Work item.
Gather up every line from the entries below that uses the word "countertop".

--- START ---

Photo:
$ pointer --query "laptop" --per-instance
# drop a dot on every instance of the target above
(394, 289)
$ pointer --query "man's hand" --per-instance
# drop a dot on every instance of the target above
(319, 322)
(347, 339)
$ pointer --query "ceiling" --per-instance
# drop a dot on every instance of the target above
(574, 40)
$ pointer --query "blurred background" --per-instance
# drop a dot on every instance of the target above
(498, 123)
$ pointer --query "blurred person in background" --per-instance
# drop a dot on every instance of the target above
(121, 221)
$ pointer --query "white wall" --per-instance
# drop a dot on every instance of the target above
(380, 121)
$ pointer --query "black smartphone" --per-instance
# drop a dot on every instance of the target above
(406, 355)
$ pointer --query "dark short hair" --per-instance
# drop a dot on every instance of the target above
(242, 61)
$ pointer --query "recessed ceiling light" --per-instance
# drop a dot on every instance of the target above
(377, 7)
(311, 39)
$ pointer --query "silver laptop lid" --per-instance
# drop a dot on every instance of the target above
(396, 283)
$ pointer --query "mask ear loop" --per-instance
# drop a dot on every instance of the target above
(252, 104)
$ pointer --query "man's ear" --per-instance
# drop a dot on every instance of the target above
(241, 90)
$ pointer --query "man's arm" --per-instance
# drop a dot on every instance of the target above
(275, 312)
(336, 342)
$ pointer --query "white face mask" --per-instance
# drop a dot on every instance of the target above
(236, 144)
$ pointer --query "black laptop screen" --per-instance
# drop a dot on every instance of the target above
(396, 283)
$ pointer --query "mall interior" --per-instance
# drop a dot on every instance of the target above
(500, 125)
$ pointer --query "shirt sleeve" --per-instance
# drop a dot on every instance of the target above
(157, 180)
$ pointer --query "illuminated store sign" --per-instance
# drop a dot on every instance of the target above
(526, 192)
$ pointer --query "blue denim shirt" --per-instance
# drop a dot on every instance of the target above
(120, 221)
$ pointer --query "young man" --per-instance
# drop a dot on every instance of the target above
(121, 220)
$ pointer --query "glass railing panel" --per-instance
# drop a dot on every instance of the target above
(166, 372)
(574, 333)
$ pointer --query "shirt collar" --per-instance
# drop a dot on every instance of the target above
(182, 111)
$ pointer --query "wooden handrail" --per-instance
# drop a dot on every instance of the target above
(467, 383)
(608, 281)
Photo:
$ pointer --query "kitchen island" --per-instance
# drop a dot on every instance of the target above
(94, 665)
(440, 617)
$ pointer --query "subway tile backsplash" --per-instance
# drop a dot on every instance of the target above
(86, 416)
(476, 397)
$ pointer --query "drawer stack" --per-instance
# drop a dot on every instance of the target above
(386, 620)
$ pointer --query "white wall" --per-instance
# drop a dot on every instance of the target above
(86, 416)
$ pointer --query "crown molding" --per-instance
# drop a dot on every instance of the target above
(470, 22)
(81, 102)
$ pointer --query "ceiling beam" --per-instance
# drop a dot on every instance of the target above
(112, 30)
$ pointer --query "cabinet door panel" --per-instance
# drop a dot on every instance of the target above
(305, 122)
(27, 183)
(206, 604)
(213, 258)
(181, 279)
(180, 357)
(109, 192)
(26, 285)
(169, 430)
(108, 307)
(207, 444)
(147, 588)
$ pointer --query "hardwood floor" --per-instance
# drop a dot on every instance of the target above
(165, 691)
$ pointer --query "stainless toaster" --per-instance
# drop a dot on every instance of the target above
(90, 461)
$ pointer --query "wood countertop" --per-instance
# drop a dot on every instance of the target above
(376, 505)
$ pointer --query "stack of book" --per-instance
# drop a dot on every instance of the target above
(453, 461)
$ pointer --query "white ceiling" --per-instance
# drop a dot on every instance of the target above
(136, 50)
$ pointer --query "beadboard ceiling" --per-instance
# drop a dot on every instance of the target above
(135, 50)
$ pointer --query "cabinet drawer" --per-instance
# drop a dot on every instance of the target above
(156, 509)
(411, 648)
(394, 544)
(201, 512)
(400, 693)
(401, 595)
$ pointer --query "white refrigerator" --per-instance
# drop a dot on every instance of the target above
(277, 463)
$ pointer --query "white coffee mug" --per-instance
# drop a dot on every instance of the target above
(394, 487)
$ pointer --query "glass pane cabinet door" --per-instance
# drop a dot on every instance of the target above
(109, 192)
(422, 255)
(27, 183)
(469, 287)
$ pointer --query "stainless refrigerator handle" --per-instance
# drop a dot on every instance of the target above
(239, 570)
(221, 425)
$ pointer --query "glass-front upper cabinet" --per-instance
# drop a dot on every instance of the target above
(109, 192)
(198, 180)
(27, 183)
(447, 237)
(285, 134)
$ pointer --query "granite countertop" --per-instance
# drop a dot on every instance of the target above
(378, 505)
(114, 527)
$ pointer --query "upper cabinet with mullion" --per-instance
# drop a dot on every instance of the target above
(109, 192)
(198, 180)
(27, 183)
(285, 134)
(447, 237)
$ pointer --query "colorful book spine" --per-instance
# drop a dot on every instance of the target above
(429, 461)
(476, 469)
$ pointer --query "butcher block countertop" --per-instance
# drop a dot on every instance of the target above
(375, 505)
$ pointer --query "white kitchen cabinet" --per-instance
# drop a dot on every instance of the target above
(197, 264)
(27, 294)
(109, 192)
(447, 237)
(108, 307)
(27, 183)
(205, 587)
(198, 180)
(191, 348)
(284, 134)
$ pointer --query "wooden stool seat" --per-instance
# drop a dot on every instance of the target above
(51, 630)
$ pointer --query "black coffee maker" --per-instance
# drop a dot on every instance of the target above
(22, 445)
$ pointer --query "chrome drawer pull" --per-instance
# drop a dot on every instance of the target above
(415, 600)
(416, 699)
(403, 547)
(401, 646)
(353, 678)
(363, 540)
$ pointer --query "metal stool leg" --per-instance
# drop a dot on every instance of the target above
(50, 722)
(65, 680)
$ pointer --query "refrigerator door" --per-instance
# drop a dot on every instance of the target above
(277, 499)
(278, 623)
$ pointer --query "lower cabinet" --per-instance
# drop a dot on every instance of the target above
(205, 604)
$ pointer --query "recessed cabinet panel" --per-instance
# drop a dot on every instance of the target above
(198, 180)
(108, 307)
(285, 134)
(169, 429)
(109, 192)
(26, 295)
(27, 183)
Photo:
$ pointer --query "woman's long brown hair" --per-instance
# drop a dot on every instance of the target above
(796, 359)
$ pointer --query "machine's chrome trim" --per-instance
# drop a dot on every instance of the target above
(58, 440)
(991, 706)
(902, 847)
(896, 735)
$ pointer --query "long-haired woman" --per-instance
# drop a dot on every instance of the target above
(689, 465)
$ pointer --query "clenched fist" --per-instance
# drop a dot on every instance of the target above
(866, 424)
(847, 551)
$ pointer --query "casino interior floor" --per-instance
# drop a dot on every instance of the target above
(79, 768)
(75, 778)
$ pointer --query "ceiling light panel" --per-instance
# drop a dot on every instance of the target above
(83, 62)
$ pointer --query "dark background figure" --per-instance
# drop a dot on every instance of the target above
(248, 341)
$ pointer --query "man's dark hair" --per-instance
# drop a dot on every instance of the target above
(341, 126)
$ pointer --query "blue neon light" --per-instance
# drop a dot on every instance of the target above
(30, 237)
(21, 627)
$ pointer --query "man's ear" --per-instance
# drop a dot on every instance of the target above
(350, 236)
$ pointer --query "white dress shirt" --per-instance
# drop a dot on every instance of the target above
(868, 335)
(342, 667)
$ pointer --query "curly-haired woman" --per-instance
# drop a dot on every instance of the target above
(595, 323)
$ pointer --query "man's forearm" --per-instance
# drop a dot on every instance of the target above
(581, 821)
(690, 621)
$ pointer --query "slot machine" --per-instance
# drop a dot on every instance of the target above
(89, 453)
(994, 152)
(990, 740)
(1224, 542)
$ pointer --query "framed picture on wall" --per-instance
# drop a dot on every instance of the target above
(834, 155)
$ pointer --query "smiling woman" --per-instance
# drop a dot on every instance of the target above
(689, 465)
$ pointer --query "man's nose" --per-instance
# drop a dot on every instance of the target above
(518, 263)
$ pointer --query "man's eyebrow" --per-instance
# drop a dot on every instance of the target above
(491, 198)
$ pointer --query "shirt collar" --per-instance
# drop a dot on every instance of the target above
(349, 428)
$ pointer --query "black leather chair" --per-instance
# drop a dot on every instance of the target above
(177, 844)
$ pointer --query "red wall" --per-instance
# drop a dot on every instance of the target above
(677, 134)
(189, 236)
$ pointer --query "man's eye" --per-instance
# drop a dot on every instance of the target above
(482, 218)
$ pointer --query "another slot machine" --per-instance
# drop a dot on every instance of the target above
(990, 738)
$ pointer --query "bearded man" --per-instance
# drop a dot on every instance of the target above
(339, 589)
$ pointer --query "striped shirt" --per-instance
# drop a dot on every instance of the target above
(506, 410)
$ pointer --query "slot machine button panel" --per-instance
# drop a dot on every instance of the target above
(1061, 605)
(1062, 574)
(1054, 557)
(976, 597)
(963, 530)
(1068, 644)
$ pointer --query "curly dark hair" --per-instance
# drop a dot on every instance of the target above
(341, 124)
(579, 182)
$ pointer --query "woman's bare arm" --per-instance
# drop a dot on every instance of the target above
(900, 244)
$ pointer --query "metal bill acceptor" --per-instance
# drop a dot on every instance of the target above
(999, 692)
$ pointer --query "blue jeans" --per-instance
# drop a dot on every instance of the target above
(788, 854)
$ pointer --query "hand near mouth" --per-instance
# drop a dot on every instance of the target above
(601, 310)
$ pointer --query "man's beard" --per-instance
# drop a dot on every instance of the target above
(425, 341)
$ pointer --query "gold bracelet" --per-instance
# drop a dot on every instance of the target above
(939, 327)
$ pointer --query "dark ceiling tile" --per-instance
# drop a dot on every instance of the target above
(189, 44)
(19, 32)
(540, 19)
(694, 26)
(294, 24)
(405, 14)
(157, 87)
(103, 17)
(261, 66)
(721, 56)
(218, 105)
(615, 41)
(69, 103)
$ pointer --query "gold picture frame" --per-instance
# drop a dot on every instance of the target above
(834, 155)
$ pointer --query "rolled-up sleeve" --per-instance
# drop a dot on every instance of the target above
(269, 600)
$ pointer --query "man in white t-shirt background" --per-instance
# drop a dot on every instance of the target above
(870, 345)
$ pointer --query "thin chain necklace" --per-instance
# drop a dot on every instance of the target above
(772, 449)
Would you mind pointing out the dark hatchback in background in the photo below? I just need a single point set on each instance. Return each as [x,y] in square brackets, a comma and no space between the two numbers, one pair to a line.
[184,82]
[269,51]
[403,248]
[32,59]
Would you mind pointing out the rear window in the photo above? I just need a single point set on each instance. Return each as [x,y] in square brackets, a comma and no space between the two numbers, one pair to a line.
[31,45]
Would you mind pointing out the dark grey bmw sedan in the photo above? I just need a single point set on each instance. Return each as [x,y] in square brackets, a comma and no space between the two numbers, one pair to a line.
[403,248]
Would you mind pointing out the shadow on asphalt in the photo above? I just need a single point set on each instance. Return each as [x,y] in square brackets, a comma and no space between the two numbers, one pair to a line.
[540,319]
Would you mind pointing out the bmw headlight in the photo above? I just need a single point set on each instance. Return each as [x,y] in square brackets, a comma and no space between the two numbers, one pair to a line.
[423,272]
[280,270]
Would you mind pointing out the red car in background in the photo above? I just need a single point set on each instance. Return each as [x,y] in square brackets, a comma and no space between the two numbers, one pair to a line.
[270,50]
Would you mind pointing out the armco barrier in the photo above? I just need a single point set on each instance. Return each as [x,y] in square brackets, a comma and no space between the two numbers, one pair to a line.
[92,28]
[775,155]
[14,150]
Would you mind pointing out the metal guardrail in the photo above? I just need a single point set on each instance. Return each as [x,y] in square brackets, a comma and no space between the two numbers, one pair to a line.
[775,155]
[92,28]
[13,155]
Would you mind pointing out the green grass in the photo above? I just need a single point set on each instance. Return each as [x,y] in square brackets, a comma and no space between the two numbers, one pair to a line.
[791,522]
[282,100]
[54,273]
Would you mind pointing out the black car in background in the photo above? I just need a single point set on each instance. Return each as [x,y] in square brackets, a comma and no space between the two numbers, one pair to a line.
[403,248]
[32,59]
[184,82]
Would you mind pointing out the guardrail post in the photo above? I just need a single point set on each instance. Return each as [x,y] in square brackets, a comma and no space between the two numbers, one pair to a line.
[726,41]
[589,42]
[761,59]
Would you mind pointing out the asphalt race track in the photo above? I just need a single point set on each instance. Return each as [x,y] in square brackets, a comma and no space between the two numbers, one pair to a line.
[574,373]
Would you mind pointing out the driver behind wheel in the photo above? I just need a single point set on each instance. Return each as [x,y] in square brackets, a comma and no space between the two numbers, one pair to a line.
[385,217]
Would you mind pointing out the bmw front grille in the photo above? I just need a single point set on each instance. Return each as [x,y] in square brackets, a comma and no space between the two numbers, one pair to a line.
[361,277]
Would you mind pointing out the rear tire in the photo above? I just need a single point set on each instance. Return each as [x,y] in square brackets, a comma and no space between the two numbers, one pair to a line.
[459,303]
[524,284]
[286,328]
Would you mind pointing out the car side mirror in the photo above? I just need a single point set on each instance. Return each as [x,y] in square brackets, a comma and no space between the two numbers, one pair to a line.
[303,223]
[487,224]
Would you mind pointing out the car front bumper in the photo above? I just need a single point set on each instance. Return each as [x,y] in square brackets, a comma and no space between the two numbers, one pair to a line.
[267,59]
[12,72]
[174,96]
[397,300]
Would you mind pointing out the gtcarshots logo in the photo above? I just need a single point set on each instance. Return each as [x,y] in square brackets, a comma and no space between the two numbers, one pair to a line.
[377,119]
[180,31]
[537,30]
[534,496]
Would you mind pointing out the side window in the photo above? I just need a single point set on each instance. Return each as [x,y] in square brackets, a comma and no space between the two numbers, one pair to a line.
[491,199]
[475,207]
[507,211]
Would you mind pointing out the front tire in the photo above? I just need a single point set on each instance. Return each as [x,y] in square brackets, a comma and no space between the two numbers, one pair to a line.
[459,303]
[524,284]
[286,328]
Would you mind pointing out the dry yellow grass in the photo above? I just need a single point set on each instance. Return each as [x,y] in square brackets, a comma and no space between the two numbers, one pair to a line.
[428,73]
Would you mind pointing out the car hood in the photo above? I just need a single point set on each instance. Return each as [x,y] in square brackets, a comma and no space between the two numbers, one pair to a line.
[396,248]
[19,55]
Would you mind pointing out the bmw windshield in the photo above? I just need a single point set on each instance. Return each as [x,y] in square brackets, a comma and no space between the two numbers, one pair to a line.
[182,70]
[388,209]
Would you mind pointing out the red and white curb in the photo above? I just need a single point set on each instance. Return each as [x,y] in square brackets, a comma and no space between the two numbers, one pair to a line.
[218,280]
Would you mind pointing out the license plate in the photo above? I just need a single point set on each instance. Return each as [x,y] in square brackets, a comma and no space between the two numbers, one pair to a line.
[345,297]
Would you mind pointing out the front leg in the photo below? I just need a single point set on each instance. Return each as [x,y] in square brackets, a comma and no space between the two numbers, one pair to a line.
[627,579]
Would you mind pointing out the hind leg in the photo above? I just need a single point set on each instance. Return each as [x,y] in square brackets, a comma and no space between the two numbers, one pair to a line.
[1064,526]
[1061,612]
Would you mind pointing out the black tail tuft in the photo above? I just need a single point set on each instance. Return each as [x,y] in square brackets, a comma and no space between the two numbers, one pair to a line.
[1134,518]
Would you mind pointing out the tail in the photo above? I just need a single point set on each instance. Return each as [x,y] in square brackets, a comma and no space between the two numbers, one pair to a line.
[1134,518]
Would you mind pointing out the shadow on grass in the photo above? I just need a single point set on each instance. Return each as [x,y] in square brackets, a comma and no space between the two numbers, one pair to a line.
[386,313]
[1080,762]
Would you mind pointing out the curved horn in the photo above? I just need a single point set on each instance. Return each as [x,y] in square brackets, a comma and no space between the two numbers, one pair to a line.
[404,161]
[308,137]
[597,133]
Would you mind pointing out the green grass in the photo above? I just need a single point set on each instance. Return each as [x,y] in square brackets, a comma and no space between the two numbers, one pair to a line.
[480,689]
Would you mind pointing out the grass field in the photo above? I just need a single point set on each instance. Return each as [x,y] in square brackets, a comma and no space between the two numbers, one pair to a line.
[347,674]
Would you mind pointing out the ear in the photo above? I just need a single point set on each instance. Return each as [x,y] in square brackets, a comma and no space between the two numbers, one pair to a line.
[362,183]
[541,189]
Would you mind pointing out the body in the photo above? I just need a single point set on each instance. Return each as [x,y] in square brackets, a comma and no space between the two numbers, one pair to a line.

--- END ---

Answer to this task.
$ pointer --query "wood countertop" --per-instance
$ pointer --query "granite countertop" --per-instance
$ pointer --query "butcher block countertop" --per-instance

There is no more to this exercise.